(Photo object pointing records)
# # #

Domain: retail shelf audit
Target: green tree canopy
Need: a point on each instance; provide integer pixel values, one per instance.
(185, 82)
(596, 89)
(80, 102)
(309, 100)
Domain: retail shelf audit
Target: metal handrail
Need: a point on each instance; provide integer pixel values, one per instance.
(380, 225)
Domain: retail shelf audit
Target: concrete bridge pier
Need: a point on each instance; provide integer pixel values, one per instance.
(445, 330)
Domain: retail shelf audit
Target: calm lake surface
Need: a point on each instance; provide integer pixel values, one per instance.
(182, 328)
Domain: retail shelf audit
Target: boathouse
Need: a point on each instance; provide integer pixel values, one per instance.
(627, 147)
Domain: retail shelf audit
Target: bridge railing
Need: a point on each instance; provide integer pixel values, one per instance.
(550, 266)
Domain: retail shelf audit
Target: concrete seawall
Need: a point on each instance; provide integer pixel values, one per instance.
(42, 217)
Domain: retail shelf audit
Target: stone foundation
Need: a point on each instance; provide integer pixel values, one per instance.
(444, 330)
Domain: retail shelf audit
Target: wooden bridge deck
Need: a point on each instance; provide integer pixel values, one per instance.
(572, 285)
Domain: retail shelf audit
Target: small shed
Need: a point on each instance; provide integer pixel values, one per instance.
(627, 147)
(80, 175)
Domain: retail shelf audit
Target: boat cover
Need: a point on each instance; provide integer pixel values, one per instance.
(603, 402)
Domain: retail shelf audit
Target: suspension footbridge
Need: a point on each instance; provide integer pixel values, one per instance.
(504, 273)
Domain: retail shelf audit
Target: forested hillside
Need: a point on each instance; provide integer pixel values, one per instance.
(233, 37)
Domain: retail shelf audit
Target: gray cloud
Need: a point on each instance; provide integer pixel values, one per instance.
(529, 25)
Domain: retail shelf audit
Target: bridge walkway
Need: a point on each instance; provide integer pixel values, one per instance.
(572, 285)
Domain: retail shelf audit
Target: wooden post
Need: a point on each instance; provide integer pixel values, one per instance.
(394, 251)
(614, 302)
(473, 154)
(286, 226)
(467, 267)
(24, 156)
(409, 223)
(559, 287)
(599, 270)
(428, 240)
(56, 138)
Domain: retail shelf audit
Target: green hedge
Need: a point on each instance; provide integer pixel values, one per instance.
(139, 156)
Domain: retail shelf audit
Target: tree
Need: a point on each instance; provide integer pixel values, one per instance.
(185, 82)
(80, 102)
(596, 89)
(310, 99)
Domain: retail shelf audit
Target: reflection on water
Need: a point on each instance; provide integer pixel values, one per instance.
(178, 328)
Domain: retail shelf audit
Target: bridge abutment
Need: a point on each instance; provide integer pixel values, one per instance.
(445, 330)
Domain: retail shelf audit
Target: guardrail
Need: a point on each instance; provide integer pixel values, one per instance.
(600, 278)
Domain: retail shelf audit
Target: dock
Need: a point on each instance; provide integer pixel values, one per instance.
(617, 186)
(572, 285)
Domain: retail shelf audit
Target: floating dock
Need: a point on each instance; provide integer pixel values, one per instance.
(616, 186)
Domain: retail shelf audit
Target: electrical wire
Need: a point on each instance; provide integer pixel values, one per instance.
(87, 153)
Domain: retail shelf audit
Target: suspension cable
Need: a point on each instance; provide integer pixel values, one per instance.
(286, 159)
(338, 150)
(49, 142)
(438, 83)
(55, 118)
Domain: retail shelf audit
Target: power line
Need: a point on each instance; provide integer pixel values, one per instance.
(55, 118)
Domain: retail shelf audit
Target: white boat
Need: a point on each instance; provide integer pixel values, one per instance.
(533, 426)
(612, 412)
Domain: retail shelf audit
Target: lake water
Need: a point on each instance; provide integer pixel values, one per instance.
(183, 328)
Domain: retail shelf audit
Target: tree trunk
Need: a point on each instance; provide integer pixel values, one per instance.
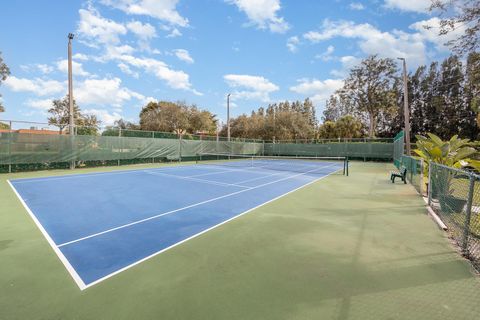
(371, 126)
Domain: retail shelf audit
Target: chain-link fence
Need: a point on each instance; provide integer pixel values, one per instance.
(353, 150)
(415, 172)
(26, 146)
(455, 196)
(398, 148)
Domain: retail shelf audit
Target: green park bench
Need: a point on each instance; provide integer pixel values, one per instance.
(401, 173)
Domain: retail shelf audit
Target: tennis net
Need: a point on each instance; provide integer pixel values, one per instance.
(322, 165)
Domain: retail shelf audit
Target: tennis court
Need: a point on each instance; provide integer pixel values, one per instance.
(100, 224)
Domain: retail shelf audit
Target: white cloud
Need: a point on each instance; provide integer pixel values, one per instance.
(77, 68)
(80, 56)
(327, 55)
(164, 10)
(251, 87)
(348, 62)
(292, 44)
(263, 14)
(40, 104)
(93, 26)
(409, 5)
(40, 87)
(175, 78)
(373, 41)
(144, 31)
(42, 68)
(431, 34)
(104, 92)
(174, 33)
(103, 115)
(318, 90)
(183, 55)
(126, 69)
(356, 6)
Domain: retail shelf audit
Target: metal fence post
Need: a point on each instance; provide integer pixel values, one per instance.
(421, 177)
(466, 228)
(180, 148)
(430, 164)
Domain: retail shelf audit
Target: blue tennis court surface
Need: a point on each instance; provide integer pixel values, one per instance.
(102, 223)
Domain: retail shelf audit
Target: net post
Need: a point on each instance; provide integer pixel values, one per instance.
(180, 148)
(466, 227)
(421, 176)
(10, 138)
(346, 163)
(429, 190)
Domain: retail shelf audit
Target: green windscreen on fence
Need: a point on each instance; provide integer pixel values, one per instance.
(398, 148)
(31, 151)
(26, 148)
(353, 150)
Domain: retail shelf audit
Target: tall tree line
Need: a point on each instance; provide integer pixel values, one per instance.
(443, 97)
(278, 121)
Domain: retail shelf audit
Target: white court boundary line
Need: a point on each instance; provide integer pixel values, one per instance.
(50, 241)
(93, 174)
(202, 232)
(181, 209)
(211, 182)
(82, 286)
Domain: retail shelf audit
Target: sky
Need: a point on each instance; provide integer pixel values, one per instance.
(129, 52)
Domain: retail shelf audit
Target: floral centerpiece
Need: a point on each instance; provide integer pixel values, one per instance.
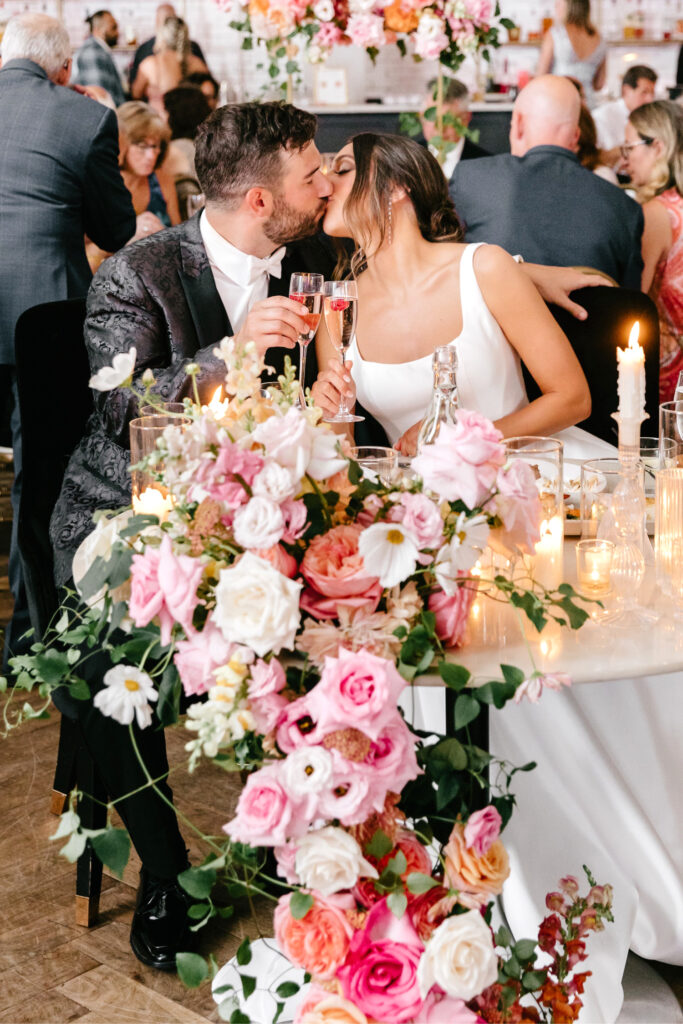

# # #

▶ _WRITTEN REQUEST_
Count the lines of the listing above that contain the string "metal", treating uppercase and lowercase as different, and give only the number.

▶ _REPLY TO THE EXERCISE_
2